A second important sign of change came through the universities' continuing educators meeting as the Tri-University Committee, many of whose members subsequently played important roles in OLI's history. The Committee spent the early 1970s lobbying for creation of a new provincial agency that would offer an eclectic general degree on behalf of the three universities, so that part-time students could complete a degree and new educational opportunities would open up for adults (Jeffels, 1972).6 The Committee pointed to changing patterns of study, as more people were reluctant to commit a block of years to continuous study straight after school and the growth rate of undergraduate full-time enrolment slowed down. Meanwhile, the colleges, especially those in non-metropolitan areas, were graduating two-year academic program students who wished to complete undergraduate degrees without the prohibitive cost or dislocation of full-time study. Educational technologies were now too expensive to duplicate at all facilities and would be more wisely shared. However, adult students seeking to complete degrees faced multiple obstacles. The concept of institutional "ownership" of a student made inter-university movement almost impossible and severely limited inter-university credit transfer. Institutional policies on mature students, admissions, residential requirements, degree structures, and timetables differed. Evening and off-campus offerings were unpredictable and students had no assurance that they would be able to complete their chosen programs. Non-metropolitan residents had virtually no opportunity for completing the third and fourth years of a degree through any coherent program unless they were willing and able to move to the city. However, the Tri-University Committee's imaginative proposal could not overcome universities' distaste for coordinated action and colleges' alarm at the prospect of a credit bank infringing on the range and flexibility of their own offerings, thereby threatening their still fragile viability.

Another premature proposal came in 1973 from John Ellis (later OLI's founding Principal) for creation of a "B.C.-style open university," adapted from the youthful British version. Ellis pointed to two central assumptions of the British Open University (BOU): that many people could benefit from higher education but were unable to attend a campus; and that it was possible to offer a high quality education away from a campus. Some progress had been made towards the former in B.C. He argued that the latter implied "profound instructional, social, and economic consequences" and that there must be a "goodness of fit" of an open university with its environment. What worked for the BOU would not necessarily work in B.C. Prophetically, Ellis added it would take external governmental pressure to force the changes that would be needed in and among the universities (Ellis, 1973).

--------------------------------------------------

§ Set tasks:
- a) Render the following sentence from the extract on OLI's origins into French: "Educational technologies were now too expensive to duplicate at all facilities and would be more wisely shared."
- b) Carry the extract on OLI's origins forward, beginning immediately after its final sentence.

--------------------------------------------------

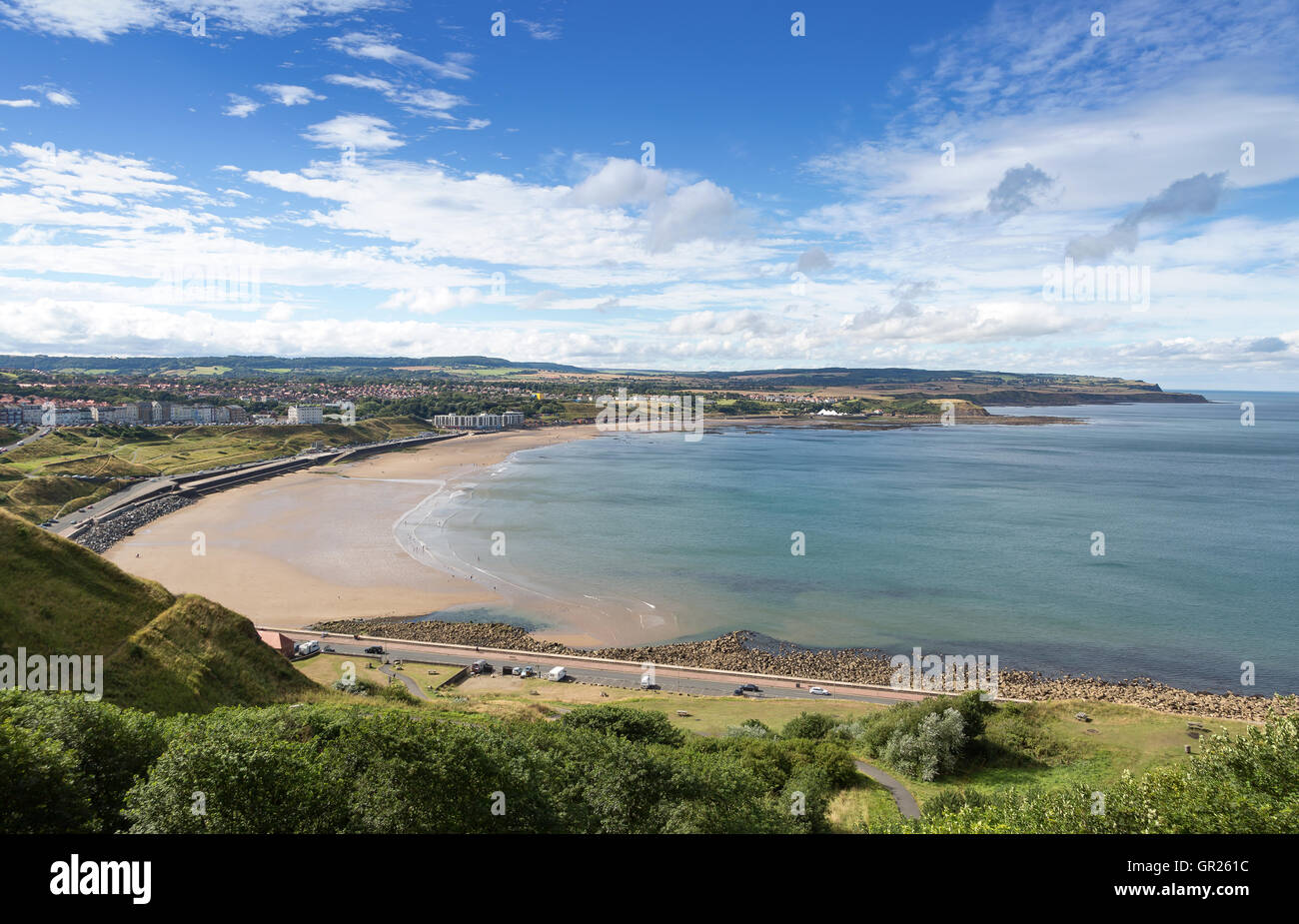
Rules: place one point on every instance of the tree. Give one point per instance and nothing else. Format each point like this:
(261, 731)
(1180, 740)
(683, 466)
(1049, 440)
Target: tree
(931, 750)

--------------------------------------------------

§ Responses to the exercise:
- a) Les technologies éducatives étaient désormais trop coûteuses pour être reproduites dans tous les établissements, et il serait plus judicieux de les partager.

- b)
Another sign of change appeared in the college system when, in 1975, the NDP created four new colleges in more remote, less populated parts of the province. North Island College (NIC), based on Vancouver Island, chose an alternative route to conventional college teaching methods and, in so doing, laid claim to being B.C.'s first distance education or "open learning" institution. NIC completely decentralized its largely part-time educational delivery, using community learning centres in small population centres. It combined face-to-face teaching, individualized learning materials, mobile learning units, and, later, television and computers (Forsythe, 1979). It relied on tutor-facilitators (mostly part-time), who were selected for their breadth of teaching skills and knowledge rather than in-depth subject expertise. NIC's unorthodoxy drew criticism from some educational quarters, including those involved in creating OLI, but captured the imagination of several key Ministry figures.7

One may pause here to consider similar kinds of signs of change in our present environment that are shaping the third phase of distance education. In general terms, these trends include the rise in mid- career education, enabling workers and professionals to update or diversify their knowledge and skills without leaving work or home duties. Another is the growing interest in inter-institutional collaboration and establishment of extensive credit transfer systems and articulated pathways through credentials. A third, of course, is the increased accessibility and power of communications technologies. These trends suggest more flexible modes of teaching/learning, and more permeable forms of organizational structure and systems than ever before. They also imply shifts in relationships among higher distance education institutions, their educational peers, the state, and employers. The alarming trend towards greater external political control of higher and distance education became most noticeable in British Columbia, and elsewhere in Canada, in the mid-late 1970s.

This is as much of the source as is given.